--- Available data ---

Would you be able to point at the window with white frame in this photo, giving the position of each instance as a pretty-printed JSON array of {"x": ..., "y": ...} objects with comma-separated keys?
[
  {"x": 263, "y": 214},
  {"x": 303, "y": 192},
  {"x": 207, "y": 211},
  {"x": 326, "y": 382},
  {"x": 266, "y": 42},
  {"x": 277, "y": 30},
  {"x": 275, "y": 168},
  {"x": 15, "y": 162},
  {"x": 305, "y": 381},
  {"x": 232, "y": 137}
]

---

What the task asks -> Repeat the entire listing above line for line, without changing anything.

Solution below ->
Would you be able to point at the window with white frame in this photo, giving the position of each instance as a pretty-printed JSON array of {"x": ..., "y": ...} objects with comma-separated keys?
[
  {"x": 263, "y": 214},
  {"x": 303, "y": 192},
  {"x": 207, "y": 211},
  {"x": 326, "y": 382},
  {"x": 266, "y": 42},
  {"x": 277, "y": 30},
  {"x": 275, "y": 168},
  {"x": 15, "y": 162},
  {"x": 305, "y": 381},
  {"x": 232, "y": 137}
]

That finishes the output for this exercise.